• **Directions**: Write the line that includes "Where can you see the belt" and all subsequent lines, exactly as written, and nothing more.

** Begin Listed records **

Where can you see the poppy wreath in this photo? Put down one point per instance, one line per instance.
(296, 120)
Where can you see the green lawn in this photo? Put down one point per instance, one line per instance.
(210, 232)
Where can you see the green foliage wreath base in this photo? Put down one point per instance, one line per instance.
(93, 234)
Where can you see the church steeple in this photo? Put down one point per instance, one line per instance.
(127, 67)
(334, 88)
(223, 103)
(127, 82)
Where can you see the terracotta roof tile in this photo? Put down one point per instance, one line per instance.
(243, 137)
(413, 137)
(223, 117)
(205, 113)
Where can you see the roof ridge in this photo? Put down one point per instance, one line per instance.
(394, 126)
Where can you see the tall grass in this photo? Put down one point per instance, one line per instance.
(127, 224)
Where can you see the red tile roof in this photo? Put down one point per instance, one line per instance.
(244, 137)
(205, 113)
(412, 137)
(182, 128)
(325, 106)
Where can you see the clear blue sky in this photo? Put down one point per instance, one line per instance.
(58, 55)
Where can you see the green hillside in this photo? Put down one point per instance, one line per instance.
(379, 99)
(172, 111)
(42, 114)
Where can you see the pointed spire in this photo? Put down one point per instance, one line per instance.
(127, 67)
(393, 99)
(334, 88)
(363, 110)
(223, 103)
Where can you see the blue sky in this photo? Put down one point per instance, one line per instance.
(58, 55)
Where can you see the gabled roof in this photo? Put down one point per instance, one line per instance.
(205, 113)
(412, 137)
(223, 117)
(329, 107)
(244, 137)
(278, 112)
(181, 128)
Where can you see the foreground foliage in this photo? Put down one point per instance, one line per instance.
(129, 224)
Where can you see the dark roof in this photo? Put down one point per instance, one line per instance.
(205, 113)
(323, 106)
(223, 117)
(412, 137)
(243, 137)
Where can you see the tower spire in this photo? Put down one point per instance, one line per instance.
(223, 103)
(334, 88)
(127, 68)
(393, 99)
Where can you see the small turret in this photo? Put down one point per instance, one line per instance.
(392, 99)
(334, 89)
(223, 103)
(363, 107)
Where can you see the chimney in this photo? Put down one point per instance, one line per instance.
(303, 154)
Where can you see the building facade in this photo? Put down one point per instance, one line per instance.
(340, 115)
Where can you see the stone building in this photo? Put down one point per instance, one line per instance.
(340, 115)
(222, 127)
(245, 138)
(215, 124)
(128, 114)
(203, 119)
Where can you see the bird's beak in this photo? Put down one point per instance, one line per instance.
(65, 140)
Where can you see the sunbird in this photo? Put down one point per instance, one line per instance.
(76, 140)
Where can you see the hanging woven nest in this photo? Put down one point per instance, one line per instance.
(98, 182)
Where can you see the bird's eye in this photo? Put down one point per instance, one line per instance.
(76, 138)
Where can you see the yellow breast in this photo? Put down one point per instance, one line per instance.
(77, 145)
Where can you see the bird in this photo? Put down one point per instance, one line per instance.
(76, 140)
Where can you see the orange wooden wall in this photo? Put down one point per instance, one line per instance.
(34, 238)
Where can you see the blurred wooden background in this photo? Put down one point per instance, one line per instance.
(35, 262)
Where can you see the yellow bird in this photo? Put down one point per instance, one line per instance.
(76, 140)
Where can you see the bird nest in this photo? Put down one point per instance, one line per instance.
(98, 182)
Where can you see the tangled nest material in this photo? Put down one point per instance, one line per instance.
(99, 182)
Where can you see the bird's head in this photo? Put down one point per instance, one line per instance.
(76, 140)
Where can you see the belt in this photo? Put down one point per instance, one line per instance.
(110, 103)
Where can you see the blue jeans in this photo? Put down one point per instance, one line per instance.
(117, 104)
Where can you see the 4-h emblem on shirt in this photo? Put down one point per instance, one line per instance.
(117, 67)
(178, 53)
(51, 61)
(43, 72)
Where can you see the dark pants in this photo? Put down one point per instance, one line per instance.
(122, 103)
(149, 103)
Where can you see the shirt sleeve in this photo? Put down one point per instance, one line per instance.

** End Listed records **

• **Answer for this exercise**:
Where can you see the belt in this photo? Put down one point per instance, one line per instance.
(110, 103)
Where can you see the blue jeans in this photo? Put down one point per instance, one line per instance.
(117, 104)
Where can you see the 4-h emblem on shirt in this photo? Put down one point per instance, one line per instance.
(117, 67)
(178, 53)
(51, 61)
(43, 72)
Where can you see the dark pants in this photo? Put down one point per instance, one line per instance.
(122, 103)
(149, 103)
Where can you see the shirt sleeve in this photo? Put down one point per instance, one line per instance.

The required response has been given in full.